§ **EISEN OPDRACHT**
1 - Welke economische waarde van het corso is volgens de tekst over het Bloemencorso in 2013 berekend?
2 - Neem uit de tekst over het Bloemencorso letterlijk alles over vanaf "Maar vanuit de" tot en met "vieren een feest.".

§ **AANGELEVERDE TEKST**

# # #

Op de corsodag rijden ongeveer 150 bussen extra vanaf Schiphol met bezoekers die speciaal deze dag naar de Bollenstreek willen komen. De gehele streek is na 10.00 uur in de ochtend bijna niet meer te bereiken met de bus of auto. Alle wegen staan vol. Zelf op de snelwegen geeft het problemen.
Er rijden praalwagens mee van uit andere landen, te denken aan China en Thailand. Het Bloemencorso wordt daarmee een platform waar de wereld zich presenteert in bloemen. Er zijn al contacten met andere landen die zich ook graag op deze wijze willen presenteren. Het authentieke karakter blijft daarbij het uitgangspunt. De presentatie moet passen bij het jaarthema en de visie van de aan het corso verbonden designers.
Het Bloemencorso mag zich verheugen in veel media-aandacht. Vele landen, we hebben dit jaar 254 buitenlandse tv en radiostations mogen verwelkomen, , om dit evenement voor het thuisland vast te leggen. Maar ook in Nederland gebeurt dit door onder andere omroep Max, die elk jaar weer opnieuw dit evenement komt verslaan.
Door de afstand van 42 kilometer en de wens van het Corsobestuur om de stoet luister bij te zetten met muziekkorpsen, maakt het corso gebruik van ongeveer 24 korpsen. Deze komen uit vele uithoeken van Nederland, maar ook uit het buitenland, denk aan Australië, Europa en Amerika komen het bloemencorso opluisteren.
Het Bloemencorso is van grote cultuurhistorische waarde. Maar er is meer. De organisatie kent naast de twee verbonden designers, die een vergoeding krijgen, geen betaalde krachten. Het corso wordt gedragen door bijna 1.500 vrijwilligers en is daarmee van onschatbare maatschappelijke waarde. Een uitspraak vanuit de uitzending van Max is: “Cultuur verbindt”. En ik denk dat dit de bedoeling dan ook is van het bloemencorso. Niet alleen voor de 1500 vrijwilligers die gezamenlijk de praalwagens steken, de vele vrijwilligers voor het verkeer, de EHBO, de figuranten, de geldinzamelaars, de catering, de rondleiders ( in de hallen waar gestoken wordt) en ga zo maar door, maar ook voor de bijna miljoen bezoekers langs de kant van de weg, de 700.000 kijkers van Max en de miljoenen kijkers en lezers van all over the world.
Waar bij de wieg van het corso nog de nadruk lag op het vieren van een feestje in vooral Hillegom, Lisse en Sassenheim, zijn het nu de vier te noemen pijlers waar het corso zijn fundament vindt. Reeds genoemd is het grote maatschappelijke draagvlak en het toerisme, Maar ook economisch is het Bloemencorso van belang. In 2013 is berekend dat het corso een economische waarde heeft van 13.5 miljoen Euro. Nu na de crisis en vijf jaar verder zal deze opbrengst verder gestegen zijn. Daarnaast liggen onze roots in het vak en dat is wat wij nog steeds zijn. Een uithangbord van het vak die een bijdrage levert aan de promotie van Nederland in het algemeen en ons exportproduct de Bloembol in het bijzonder.
Maar vanuit de oorsprong heeft het Bloemencorso ook een oude boodschap in zich “leven in vrijheid, moet men vieren”. En dat is wat de vele vrijwilligers, de Bollenstreek en de vele bezoekers, fysiek of via beeld, ieder jaar weer doen. We vieren de lente, we vieren een feest.
Het Bloemencorso Bollenstreek is daarmee het grootste Lentefeest van Nederland en dat willen we graag behouden.

# # #

§ **ONDERSTAANDE GEGEVENS**
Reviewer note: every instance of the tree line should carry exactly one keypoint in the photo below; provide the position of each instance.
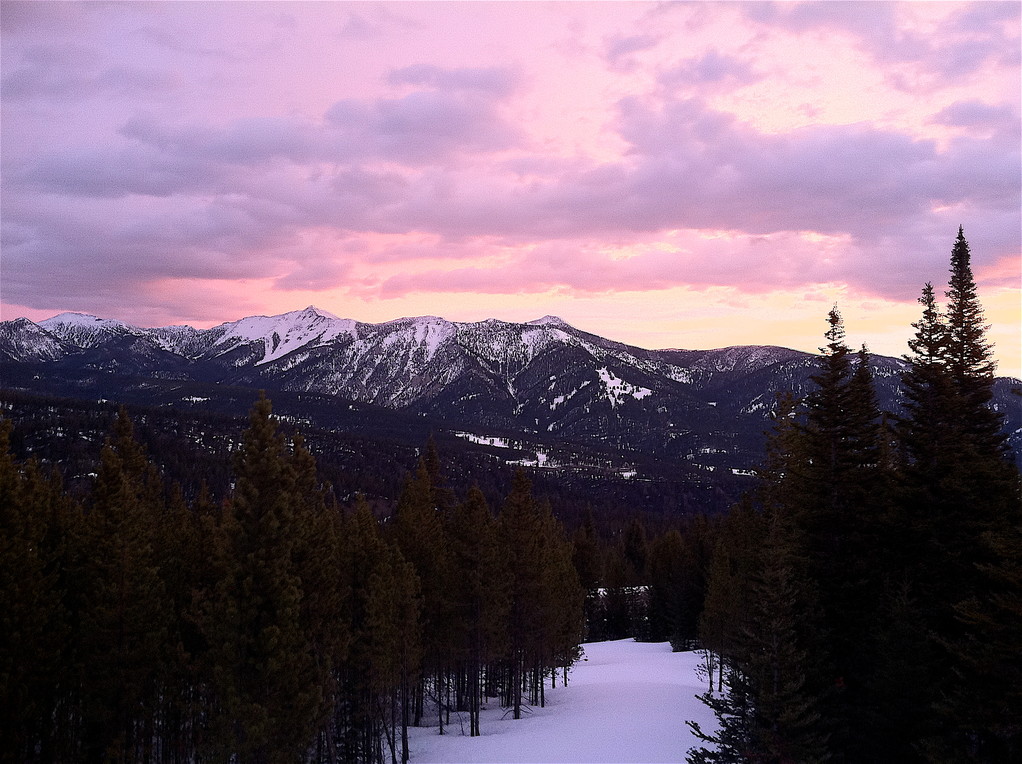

# # #

§ **RESULTATEN OEFENING**
1 - Een economische waarde van 13.5 miljoen euro.

2 -
Maar vanuit de oorsprong heeft het Bloemencorso ook een oude boodschap in zich “leven in vrijheid, moet men vieren”. En dat is wat de vele vrijwilligers, de Bollenstreek en de vele bezoekers, fysiek of via beeld, ieder jaar weer doen. We vieren de lente, we vieren een feest.